#### 依頼内容 1
下のエントリから、「of the heart-shaped」を含む行に始まり「column 57, row 82」を含む行に終わる範囲を、一字も変えずに書き写してください。両端の行も含めます。

#### 本文抜粋
———
マルクス主義の大きなふたつのパートのひとつは、人類がこれまでにどのような経済活動を行ってきたのか、という「分析」。そしてもうひとつは、じゃあ一体これから先の人類の経済活動はどのようなものになるのか、という「予測」。マルクス主義は、この「分析」と「予測」に大別される。

1990年前後、マルクスの予測に則った理想的な経済活動を実現している、と自称してきた東欧やソ連の社会主義政権が相次いで崩壊したことによって、一旦、マルクス主義の権威は地に落ちた。しかしその後、世界中で経済格差が進行していったことにより、マルクスの予測の方はともかく、分析の方はやっぱりすごい、といった感じの再評価が現れてきた……というのが、ここ30年程のマルクス主義を取り巻く状況と言えるだろう。が、それでも依然として、日本人一般のマルクス主義観は表層的なものだと思えてならない。理由としては、日本人の大部分にキリスト教の知識が無いことが挙げられる。

日本人の多くは気付いていないが、マルクスの予測は、明らかにキリスト教の黙示録を換骨奪胎している。キリスト教の黙示録によれば、人類は神を信じる者と神を信じない者とに二分され、世界の終末にはキリストが再臨して千年王国が成立して、加えて最後の審判が下され、神を信じる者は天国へ行き、神を信じない者は地獄へ行く。一方、マルクスの予測によれば、資本主義によって人類は貨幣・商品・商売道具といった資本を持つ有産階級と自分自身の体しか資本を持たない無産階級とに二分され、資本主義の終末には革命が起きて無産階級独裁が成立する。
———
#### 使用データ
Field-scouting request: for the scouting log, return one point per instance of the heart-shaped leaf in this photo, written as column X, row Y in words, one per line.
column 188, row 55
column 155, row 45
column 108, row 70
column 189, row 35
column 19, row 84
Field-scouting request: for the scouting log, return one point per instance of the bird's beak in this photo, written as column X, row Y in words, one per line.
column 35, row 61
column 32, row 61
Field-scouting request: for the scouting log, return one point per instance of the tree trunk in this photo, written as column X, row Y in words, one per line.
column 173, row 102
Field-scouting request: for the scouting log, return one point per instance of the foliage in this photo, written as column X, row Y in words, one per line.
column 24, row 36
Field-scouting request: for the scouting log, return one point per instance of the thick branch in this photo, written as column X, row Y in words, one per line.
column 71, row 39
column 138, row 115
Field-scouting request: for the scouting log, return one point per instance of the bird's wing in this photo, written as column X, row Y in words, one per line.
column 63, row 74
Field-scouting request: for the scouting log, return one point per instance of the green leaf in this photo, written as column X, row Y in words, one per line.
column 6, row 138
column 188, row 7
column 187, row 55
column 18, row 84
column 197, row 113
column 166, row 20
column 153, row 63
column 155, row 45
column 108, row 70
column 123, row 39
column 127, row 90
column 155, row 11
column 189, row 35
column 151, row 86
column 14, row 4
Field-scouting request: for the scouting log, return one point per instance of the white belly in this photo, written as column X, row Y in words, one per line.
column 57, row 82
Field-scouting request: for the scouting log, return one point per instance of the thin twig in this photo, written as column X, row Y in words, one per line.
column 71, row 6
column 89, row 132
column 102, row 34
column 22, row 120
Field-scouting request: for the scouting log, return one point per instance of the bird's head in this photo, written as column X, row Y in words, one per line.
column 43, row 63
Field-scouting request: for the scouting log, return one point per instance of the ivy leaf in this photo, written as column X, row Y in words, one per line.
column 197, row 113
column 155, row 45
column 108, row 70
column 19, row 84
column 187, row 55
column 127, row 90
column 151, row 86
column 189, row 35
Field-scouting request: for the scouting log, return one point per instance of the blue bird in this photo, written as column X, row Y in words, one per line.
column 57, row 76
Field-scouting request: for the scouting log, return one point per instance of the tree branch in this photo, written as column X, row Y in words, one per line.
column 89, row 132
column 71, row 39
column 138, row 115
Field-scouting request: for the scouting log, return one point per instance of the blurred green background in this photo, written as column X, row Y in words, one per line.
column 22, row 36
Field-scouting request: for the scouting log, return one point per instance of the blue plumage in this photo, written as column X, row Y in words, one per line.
———
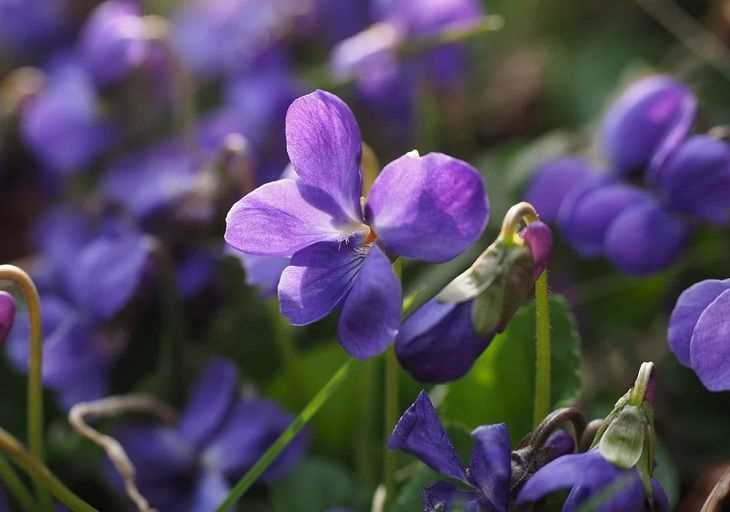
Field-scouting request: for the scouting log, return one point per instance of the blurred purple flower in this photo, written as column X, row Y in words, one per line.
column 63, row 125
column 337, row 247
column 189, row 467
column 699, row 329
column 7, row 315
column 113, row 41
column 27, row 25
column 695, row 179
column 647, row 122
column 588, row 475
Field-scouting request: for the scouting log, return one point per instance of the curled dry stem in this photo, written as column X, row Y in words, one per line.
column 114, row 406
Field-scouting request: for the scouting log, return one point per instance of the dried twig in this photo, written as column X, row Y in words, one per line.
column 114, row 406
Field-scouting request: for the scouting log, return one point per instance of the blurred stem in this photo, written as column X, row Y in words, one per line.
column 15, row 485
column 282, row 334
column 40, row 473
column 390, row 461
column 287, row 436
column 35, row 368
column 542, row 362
———
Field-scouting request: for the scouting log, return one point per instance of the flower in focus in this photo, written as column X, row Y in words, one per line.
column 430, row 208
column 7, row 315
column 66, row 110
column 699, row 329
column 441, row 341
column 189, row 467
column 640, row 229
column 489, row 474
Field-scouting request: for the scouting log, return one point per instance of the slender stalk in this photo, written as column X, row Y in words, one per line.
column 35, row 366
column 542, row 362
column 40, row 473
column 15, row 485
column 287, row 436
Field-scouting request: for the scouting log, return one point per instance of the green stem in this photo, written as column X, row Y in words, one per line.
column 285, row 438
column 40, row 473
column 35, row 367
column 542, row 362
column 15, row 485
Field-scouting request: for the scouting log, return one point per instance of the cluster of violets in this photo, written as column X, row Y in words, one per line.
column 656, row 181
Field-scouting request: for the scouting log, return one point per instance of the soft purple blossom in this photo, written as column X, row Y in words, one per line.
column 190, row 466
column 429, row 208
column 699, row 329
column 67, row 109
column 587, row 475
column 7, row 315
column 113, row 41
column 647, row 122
———
#### 依頼内容 2
マルクス主義についての本文抜粋を読み、次の問いに答えてください。
(a) マルクス主義は何と何に大別されるか。
(b) 東欧やソ連の社会主義政権が相次いで崩壊したのはいつ頃か。
(c) マルクスの予測では、資本主義の終末に何が起きて何が成立するとされるか。

#### 完成解答 1
Field-scouting request: for the scouting log, return one point per instance of the heart-shaped leaf in this photo, written as column X, row Y in words, one per line.
column 188, row 55
column 155, row 45
column 108, row 70
column 189, row 35
column 19, row 84
Field-scouting request: for the scouting log, return one point per instance of the bird's beak in this photo, written as column X, row Y in words, one per line.
column 35, row 61
column 32, row 61
Field-scouting request: for the scouting log, return one point per instance of the tree trunk in this photo, written as column X, row Y in words, one per line.
column 173, row 102
Field-scouting request: for the scouting log, return one point per instance of the foliage in this photo, written as column X, row Y in words, one per line.
column 24, row 36
Field-scouting request: for the scouting log, return one point per instance of the thick branch in this photo, written as column X, row Y in words, one per line.
column 71, row 39
column 138, row 115
Field-scouting request: for the scouting log, return one point per instance of the bird's wing in this photo, written as column X, row Y in words, one per line.
column 63, row 74
Field-scouting request: for the scouting log, return one point per instance of the green leaf in this photo, written as column X, row Y in words, one per line.
column 6, row 138
column 188, row 7
column 187, row 55
column 18, row 84
column 197, row 113
column 166, row 20
column 153, row 63
column 155, row 45
column 108, row 70
column 123, row 39
column 127, row 90
column 155, row 11
column 189, row 35
column 151, row 86
column 14, row 4
Field-scouting request: for the scouting log, return one point per instance of the white belly in this photo, written as column X, row Y in words, one per line.
column 57, row 82

#### 完成解答 2
(a) 「分析」と「予測」
(b) 1990年前後
(c) 革命が起きて、無産階級独裁が成立する。